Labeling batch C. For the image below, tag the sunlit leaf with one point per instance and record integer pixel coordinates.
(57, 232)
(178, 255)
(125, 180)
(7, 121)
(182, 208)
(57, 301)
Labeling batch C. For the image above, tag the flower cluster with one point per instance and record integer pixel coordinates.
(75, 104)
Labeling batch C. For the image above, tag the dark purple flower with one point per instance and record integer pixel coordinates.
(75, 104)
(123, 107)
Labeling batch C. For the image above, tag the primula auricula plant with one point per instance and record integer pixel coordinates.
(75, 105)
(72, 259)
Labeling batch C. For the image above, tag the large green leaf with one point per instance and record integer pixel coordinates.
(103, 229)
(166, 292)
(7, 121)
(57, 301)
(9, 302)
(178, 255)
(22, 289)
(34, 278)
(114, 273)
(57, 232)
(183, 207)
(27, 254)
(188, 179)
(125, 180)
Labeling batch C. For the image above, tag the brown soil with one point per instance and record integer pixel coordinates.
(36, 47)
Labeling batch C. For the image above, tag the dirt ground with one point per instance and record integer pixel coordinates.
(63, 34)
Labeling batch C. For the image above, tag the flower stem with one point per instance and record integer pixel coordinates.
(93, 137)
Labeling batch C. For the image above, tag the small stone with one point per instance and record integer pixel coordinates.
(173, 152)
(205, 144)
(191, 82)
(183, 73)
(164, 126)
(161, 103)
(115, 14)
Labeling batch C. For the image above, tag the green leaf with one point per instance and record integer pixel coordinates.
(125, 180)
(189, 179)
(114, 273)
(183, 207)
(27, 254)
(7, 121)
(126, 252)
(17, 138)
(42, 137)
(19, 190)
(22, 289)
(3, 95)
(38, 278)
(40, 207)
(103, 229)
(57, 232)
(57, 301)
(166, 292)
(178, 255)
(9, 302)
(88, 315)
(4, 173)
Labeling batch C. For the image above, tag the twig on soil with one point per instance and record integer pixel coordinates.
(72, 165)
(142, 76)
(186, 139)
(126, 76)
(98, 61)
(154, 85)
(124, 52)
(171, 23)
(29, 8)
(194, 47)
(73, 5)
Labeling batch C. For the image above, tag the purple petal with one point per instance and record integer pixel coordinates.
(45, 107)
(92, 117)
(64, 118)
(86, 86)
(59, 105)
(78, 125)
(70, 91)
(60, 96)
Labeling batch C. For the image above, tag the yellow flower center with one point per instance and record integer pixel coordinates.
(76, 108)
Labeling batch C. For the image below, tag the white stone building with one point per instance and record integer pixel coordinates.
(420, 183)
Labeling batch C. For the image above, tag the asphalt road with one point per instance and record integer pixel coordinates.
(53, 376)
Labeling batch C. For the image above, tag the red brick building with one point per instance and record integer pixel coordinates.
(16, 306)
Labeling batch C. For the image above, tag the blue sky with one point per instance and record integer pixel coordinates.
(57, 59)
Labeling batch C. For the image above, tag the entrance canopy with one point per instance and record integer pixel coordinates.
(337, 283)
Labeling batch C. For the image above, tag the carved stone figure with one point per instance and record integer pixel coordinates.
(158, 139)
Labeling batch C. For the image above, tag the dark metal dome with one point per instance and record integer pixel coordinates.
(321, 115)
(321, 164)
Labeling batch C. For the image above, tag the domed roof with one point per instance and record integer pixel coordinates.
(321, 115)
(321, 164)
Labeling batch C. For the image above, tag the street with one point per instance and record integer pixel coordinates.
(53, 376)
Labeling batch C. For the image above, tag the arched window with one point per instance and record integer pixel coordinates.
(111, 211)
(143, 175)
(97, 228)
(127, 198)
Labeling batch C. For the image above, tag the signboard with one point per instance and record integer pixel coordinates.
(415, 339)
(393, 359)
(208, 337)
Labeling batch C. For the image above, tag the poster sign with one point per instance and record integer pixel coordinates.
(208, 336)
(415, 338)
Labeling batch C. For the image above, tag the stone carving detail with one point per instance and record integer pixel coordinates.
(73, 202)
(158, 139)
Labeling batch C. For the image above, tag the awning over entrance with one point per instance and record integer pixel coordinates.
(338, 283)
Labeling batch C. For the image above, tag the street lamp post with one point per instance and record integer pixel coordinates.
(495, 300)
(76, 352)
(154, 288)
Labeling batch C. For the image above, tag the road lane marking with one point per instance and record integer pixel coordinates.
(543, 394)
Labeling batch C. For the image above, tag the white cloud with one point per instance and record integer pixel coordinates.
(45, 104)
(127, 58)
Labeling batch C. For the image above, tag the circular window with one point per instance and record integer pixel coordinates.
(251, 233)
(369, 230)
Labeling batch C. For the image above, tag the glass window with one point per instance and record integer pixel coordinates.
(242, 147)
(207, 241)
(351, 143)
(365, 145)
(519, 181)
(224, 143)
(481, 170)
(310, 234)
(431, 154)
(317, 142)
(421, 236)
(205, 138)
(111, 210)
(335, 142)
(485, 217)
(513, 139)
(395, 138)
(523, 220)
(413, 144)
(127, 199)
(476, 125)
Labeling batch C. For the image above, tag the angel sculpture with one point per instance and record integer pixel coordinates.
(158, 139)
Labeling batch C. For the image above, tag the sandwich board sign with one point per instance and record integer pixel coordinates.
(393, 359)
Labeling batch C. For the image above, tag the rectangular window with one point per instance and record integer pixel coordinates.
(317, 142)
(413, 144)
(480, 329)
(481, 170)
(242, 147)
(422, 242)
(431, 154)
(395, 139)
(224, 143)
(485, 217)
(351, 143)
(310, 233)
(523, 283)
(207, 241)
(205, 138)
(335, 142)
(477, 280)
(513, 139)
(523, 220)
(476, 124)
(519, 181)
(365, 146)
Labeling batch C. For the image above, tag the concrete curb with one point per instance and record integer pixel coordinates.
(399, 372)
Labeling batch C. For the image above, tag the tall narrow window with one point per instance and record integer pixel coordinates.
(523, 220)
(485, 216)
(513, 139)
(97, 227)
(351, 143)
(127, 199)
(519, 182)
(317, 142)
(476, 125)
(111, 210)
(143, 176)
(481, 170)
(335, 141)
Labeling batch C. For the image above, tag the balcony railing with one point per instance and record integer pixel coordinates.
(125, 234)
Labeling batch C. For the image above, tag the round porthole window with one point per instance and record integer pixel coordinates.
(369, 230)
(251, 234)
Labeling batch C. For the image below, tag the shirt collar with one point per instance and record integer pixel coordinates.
....
**WORK INSTRUCTION:**
An exact copy of every record is required.

**WRITTEN ANSWER:**
Labeling batch C. For the image below, tag the sunlit leaf with one point per instance and record integer pixel coordinates.
(57, 232)
(178, 255)
(125, 180)
(7, 121)
(182, 208)
(57, 301)
Labeling batch C. For the image above, tag the flower cluster with one point per instance and record integer pixel coordinates.
(75, 104)
Labeling batch C. For the image above, tag the dark purple flower with one point per instance and record integer pixel coordinates.
(75, 104)
(123, 107)
Labeling batch C. For the image above, tag the primula auricula plant with one point per instance and record integer pixel coordinates.
(75, 105)
(72, 259)
Labeling batch C. For the image above, tag the large green leaf with one point per instance and record integer pixel coordinates.
(103, 229)
(166, 292)
(7, 121)
(57, 301)
(9, 302)
(178, 255)
(22, 289)
(34, 278)
(114, 273)
(57, 232)
(183, 207)
(27, 254)
(188, 179)
(125, 180)
Labeling batch C. For the image above, tag the brown soil with one point per instance and record integer pixel coordinates.
(36, 47)
Labeling batch C. For the image above, tag the dirt ground with one point per instance and record integer pixel coordinates.
(63, 34)
Labeling batch C. For the image above, tag the flower stem with one point per instance and record integer pixel coordinates.
(93, 137)
Labeling batch C. For the image above, tag the small stone with one point per instance and record integer pixel coordinates.
(173, 152)
(205, 144)
(191, 82)
(183, 73)
(164, 126)
(161, 103)
(115, 14)
Labeling batch C. For the image above, tag the green leaf with one point per instance and record integer pixel coordinates.
(125, 180)
(189, 179)
(114, 273)
(183, 207)
(27, 254)
(7, 121)
(126, 252)
(17, 138)
(42, 137)
(19, 190)
(22, 289)
(3, 95)
(38, 278)
(40, 207)
(103, 229)
(57, 232)
(57, 301)
(166, 292)
(178, 255)
(9, 302)
(88, 315)
(4, 173)
Labeling batch C. For the image above, tag the twig on soil with one point per instance and record integer pixel coordinates.
(72, 165)
(142, 76)
(186, 139)
(126, 76)
(98, 61)
(154, 85)
(124, 52)
(171, 23)
(29, 8)
(194, 47)
(73, 5)
Labeling batch C. For the image above, tag the purple petal with one point per instance and record integer pixel coordinates.
(45, 107)
(92, 117)
(64, 118)
(86, 86)
(59, 105)
(78, 125)
(70, 91)
(60, 96)
Labeling batch C. For the image above, tag the yellow flower center with one point per instance and record integer pixel coordinates.
(76, 108)
Labeling batch C. For the image below, tag the white stone building with one point per instance and record integer pixel coordinates.
(420, 183)
Labeling batch C. For the image above, tag the asphalt road with one point per instance and record integer pixel coordinates.
(53, 376)
Labeling batch C. For the image above, tag the red brick building with one point per instance and record integer pixel coordinates.
(16, 306)
Labeling batch C. For the image above, tag the blue sky with one point per instance and record integer pixel coordinates.
(57, 59)
Labeling batch C. For the image above, tag the entrance canopy with one point per instance and record integer pixel coordinates.
(337, 283)
Labeling batch C. For the image above, tag the carved stone figure with one point per instance and record integer pixel coordinates.
(158, 139)
Labeling batch C. For the image above, tag the dark metal dome with one point per instance and record integer pixel coordinates.
(321, 115)
(321, 164)
Labeling batch C. For the image above, tag the domed roof with one point per instance and record integer pixel coordinates.
(321, 115)
(321, 164)
Labeling batch C. For the image above, tag the street with one point per instance and record integer pixel coordinates.
(53, 376)
Labeling batch C. For the image above, tag the arched window with one point per instance and record integer pixel coordinates.
(111, 211)
(143, 175)
(97, 228)
(127, 198)
Labeling batch C. For the image above, tag the signboard with one point per instance and record integer pixel coordinates.
(415, 339)
(393, 359)
(208, 337)
Labeling batch C. For the image above, tag the poster sign with one point per instance and record integer pixel coordinates.
(208, 336)
(415, 338)
Labeling batch C. For the image above, tag the stone carving detail with one point per instance and record integer pixel coordinates.
(73, 202)
(158, 139)
Labeling batch C. For the image above, tag the awning over entrance with one point per instance and record integer pixel coordinates.
(338, 283)
Labeling batch C. For the image above, tag the street lamp post with one point per instance and record integer pixel coordinates.
(495, 300)
(76, 352)
(154, 288)
Labeling batch C. For the image above, tag the road lane marking with one point per instance and record integer pixel coordinates.
(543, 394)
Labeling batch C. For the image above, tag the white cloud with one point per instance and record integer pixel coordinates.
(45, 104)
(127, 58)
Labeling batch C. For the image above, tag the circular window with one point per instance and record integer pixel coordinates.
(251, 233)
(369, 230)
Labeling batch C. For the image above, tag the glass window with one point per instance and record integer pixel coordinates.
(242, 147)
(207, 241)
(351, 143)
(365, 145)
(519, 181)
(224, 143)
(481, 170)
(310, 234)
(431, 154)
(317, 142)
(421, 236)
(205, 138)
(111, 210)
(335, 142)
(485, 217)
(513, 139)
(395, 138)
(523, 220)
(413, 144)
(127, 199)
(476, 125)
Labeling batch C. For the image above, tag the angel sculpture with one point per instance and record integer pixel coordinates.
(158, 139)
Labeling batch C. For the image above, tag the sandwich board sign with one point per instance and record integer pixel coordinates.
(393, 359)
Labeling batch C. For the image above, tag the rectangular window with one point per instance and record integer pixel coordinates.
(317, 142)
(413, 144)
(480, 329)
(481, 170)
(242, 147)
(422, 242)
(431, 154)
(395, 139)
(224, 143)
(485, 217)
(351, 143)
(310, 233)
(523, 283)
(207, 241)
(205, 138)
(335, 142)
(477, 280)
(513, 139)
(523, 220)
(476, 124)
(519, 181)
(365, 146)
Labeling batch C. For the image above, tag the concrete curb with one point per instance and record integer pixel coordinates.
(399, 372)
Labeling batch C. For the image above, tag the tall narrow window with one point per instance and record integer pixel coordinates.
(523, 220)
(485, 216)
(513, 139)
(97, 227)
(351, 143)
(127, 199)
(519, 182)
(317, 142)
(476, 125)
(111, 210)
(143, 176)
(481, 170)
(335, 141)
Labeling batch C. For the image above, tag the balcony railing with one point per instance and record integer pixel coordinates.
(125, 234)
Labeling batch C. For the image above, tag the round porthole window with one point per instance and record integer pixel coordinates.
(369, 230)
(251, 234)
Labeling batch C. For the image below, tag the shirt collar with one point per instance and record integer pixel coordinates.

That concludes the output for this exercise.